*** Documento de origem

Claudia Ohana se encanta com personagem "comum" de 'Joia Rara'
O olhar expressivo e os longos cabelos cacheados são a marca registrada de Claudia Ohana. O visual exótico, inclusive, proporcionou à atriz uma infinidade de papéis intensos e nada convencionais, como a vampira rockstar Natasha, de Vamp (1991), e a caminhoneira Cida, de A Favorita (2008). Na contramão do óbvio e perto de completar 51 anos – no próximo dia 6 de fevereiro –, ela comemora a possibilidade de dar vida a uma mulher comum como Laura, de Joia Rara, uma dona de casa devota ao marido e à família. "Com a Laura, sinto que as pessoas começaram a me ver de outra forma. O grande exercício para fazer essa personagem é me forçar a ser 'menos' em cena. Não preciso exibir força ou sensualidade, apenas ser simples e entender os sofrimentos dela", contou.
Carioca, filha de uma montadora de cinema e um pintor, a arte sempre esteve em evidência na vida de Claudia. Com a morte da mãe, começou a fazer figuração em tramas como Dancin' Days, de 1978. Até que a repercussão de sua estreia no longa-metragem Amor e Traição, de 1979, a levou de fato para a TV, onde estreou na série Obrigado Doutor, de 1981. Ao longo das duas décadas seguintes, teve destaque em tramas como Tieta (1989), Rainha da Sucata (1990) e A Próxima Vítima (1995). "Entre sucessos, personagens grandes e pequenos, criei uma relação muito gostosa com a TV. Tenho ficado meio distante de vez em quando. Mas, quando aparecem papéis interessantes como a Laura, fica impossível dizer 'não'", valorizou a atriz, que, ainda este ano, lança seu primeiro projeto como diretora, estará na versão teatral de Se Eu Fosse Você... e em Psi, nova série do canal por assinatura HBO.
TVPress – Em Joia Rara, Laura representa a típica mulher submissa ao marido dos anos 1940. Mas, aos poucos, ela questiona sua própria postura. Essa força da personagem a instigou a participar da novela?
Claudia Ohana – Laura tem uma força mais internalizada. Ser mulher naquela época não era uma coisa tão fácil (risos). Acho que o casal formado por ela e pelo personagem do Leopoldo Pacheco é muito fiel ao que era um casamento dentro do contexto da classe média daquele período. A gente nem precisa fantasiar demais para chegar até eles. O que leva minha atuação por um caminho bem intuitivo e natural. Durante muitos capítulos, minha principal referência era a fragilidade dela. Aos poucos, isso foi mudando e a personagem ganhou outros contornos, enfrentando a família e envolvendo-se com causas sociais. No entanto, continuo tentando fazê-la da forma mais doce possível.

******
*** Registros

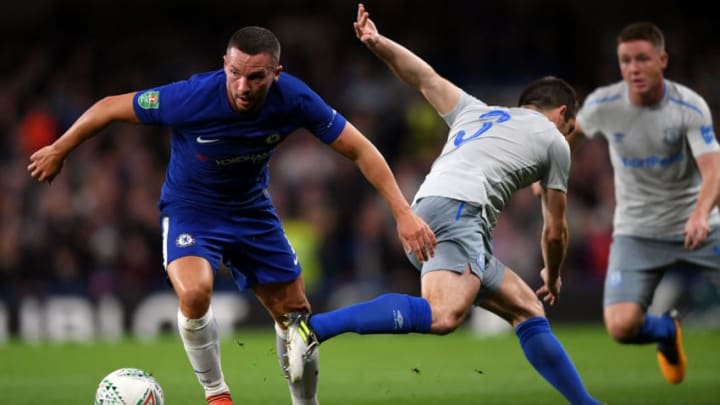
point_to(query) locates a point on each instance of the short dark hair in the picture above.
(550, 92)
(254, 40)
(645, 31)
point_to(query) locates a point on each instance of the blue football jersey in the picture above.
(219, 157)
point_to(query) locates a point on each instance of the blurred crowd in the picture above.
(95, 230)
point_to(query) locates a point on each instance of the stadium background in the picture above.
(94, 233)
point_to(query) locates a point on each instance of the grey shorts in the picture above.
(464, 238)
(637, 265)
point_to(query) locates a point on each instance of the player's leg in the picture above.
(192, 278)
(190, 262)
(635, 269)
(289, 298)
(515, 302)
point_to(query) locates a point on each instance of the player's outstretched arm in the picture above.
(697, 227)
(413, 232)
(408, 67)
(47, 162)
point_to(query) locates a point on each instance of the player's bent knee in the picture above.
(196, 298)
(446, 323)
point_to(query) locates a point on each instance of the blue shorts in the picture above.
(250, 242)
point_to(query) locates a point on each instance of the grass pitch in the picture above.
(456, 369)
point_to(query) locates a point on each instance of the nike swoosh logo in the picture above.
(200, 139)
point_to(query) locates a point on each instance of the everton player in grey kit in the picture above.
(490, 153)
(666, 163)
(214, 205)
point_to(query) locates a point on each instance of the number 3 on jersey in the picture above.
(488, 119)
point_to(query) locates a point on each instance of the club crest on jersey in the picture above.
(672, 136)
(149, 100)
(184, 240)
(274, 138)
(707, 133)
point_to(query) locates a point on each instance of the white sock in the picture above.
(303, 392)
(202, 345)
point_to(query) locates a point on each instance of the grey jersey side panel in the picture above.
(653, 151)
(491, 152)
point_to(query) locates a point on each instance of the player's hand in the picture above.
(416, 236)
(365, 28)
(45, 163)
(696, 230)
(550, 291)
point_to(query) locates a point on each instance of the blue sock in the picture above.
(546, 354)
(388, 313)
(654, 329)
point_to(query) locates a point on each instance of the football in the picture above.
(129, 386)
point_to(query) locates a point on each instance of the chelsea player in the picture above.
(214, 206)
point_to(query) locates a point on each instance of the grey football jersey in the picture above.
(653, 152)
(491, 152)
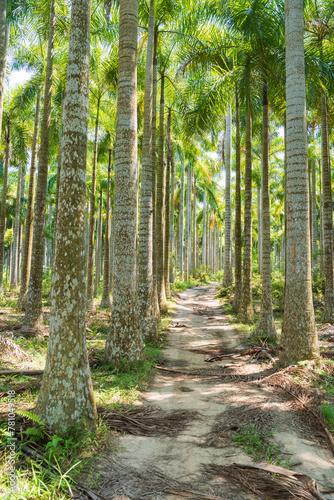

******

Tarefas obrigatórias
- A) Na reportagem sobre Claudia Ohana, quais títulos de obras aparecem junto com um ano? Dê cada título com o seu ano.
- B) Escreva a continuação da reportagem sobre Claudia Ohana a partir da última frase.

Respostas do exercício
- A)
- Vamp (1991)
- A Favorita (2008)
- Dancin' Days (1978)
- Amor e Traição (1979)
- Obrigado Doutor (1981)
- Tieta (1989)
- Rainha da Sucata (1990)
- A Próxima Vítima (1995)

- B)
TVPress – Por conta dos cabelos e do olhar, sua presença cênica é muito forte. Interpretar um tipo mais sóbrio é uma forma de fugir do óbvio?
Claudia – Dar vida a um tipo mais comum e contido é uma experiência bem interessante. É engraçado, mas muita gente fala do meu olhar e sei que tenho um rosto exótico. Isso marca muito e acabo emprestando um pouco dessa força aos papéis. Joia Rara é toda amparada por personagens femininos de muita intensidade. A trama está a favor disso e a Laura acabou se inserindo aí. Mesmo assim, ela não perde a doçura e o jeito mais leve de se portar. Coisa de novela! Você sabe como começa e nunca sabe como termina (risos). Quando a personagem é bem escrita, ela funciona em qualquer nuance. E gosto do desenho que as autoras estão dando para a Laura.
TVPress – A primeira vez que você trabalhou sob o texto da Duca Rachid e da Thelma Guedes foi em Cordel Encantado, de 2011. Gosta desse tom mais teatral e lúdico da dupla?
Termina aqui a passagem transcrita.